THE TASK :: Go through the lines below and copy any that hold the string "motor".

Point-per-instance localization data:
>>>>

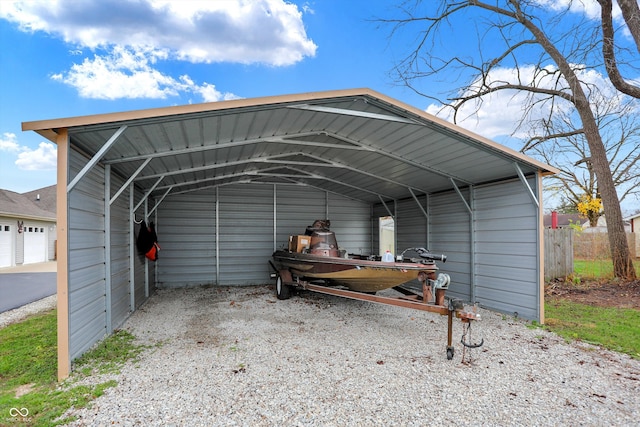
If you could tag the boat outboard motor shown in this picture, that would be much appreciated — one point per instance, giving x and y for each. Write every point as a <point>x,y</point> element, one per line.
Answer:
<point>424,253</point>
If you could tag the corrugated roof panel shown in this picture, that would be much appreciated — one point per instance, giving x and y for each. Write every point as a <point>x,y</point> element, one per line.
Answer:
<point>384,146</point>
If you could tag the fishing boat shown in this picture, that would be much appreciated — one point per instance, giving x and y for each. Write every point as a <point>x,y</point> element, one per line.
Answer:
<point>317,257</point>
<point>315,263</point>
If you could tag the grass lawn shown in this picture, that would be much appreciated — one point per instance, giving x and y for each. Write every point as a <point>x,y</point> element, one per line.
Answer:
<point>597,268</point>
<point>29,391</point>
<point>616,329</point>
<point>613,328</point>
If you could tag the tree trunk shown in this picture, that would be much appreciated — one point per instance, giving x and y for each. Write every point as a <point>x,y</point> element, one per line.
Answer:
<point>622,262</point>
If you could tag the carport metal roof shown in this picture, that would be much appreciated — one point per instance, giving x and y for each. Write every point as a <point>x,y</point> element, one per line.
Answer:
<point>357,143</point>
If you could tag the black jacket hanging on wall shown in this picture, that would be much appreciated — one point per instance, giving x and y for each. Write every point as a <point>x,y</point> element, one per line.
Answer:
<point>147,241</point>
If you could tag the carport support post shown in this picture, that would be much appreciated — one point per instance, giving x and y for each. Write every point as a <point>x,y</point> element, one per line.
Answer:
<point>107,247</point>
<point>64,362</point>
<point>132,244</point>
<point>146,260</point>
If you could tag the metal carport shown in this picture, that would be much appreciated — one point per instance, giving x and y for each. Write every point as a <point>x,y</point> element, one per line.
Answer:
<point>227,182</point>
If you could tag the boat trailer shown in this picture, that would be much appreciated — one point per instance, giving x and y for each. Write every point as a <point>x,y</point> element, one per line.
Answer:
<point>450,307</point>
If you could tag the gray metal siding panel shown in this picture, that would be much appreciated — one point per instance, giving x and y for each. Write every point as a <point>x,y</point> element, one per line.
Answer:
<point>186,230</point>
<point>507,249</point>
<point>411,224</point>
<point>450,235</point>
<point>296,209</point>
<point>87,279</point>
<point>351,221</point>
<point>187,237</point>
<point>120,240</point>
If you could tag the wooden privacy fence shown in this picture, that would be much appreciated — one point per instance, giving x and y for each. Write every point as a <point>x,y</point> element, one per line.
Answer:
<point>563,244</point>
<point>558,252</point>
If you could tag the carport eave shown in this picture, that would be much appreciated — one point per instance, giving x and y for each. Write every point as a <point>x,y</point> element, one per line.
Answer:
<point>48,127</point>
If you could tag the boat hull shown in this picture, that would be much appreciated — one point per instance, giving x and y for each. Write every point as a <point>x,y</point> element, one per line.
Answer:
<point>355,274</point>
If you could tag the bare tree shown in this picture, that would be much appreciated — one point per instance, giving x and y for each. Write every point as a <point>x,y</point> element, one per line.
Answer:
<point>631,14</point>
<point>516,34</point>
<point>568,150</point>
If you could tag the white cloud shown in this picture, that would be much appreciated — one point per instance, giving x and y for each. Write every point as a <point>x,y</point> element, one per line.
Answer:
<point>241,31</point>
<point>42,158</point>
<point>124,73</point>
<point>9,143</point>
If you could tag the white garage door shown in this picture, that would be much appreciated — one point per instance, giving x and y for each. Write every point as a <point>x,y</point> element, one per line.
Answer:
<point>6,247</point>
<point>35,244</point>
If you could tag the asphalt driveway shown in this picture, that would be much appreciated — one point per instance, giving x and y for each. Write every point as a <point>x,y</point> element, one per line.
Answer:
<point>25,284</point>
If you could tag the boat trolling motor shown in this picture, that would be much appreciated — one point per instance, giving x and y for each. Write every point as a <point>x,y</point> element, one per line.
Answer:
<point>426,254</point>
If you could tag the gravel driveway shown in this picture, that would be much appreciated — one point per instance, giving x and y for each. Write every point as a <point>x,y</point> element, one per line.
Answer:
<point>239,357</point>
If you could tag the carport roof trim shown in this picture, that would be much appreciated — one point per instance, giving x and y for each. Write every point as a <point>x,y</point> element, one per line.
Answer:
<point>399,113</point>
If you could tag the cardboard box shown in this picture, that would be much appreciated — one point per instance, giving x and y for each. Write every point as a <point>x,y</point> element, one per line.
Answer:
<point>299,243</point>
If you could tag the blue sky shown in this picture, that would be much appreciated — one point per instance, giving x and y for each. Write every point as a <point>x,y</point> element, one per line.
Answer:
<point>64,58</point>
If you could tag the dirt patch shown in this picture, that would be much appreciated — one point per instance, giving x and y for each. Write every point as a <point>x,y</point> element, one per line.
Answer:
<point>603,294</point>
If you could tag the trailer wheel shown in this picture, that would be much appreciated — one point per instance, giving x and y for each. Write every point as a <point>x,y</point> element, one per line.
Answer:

<<<<

ANSWER TO THE PROBLEM ::
If you could tag the boat outboard motor shown in this picture, that would be much appreciated — one point per instance, giving x and y for each. Write every point as a <point>x,y</point> element, one per line.
If you could tag the boat trolling motor shown in this picture, that would be much appreciated — one point per instance, giving x and y for each. Write every point as a <point>x,y</point> element, one per line.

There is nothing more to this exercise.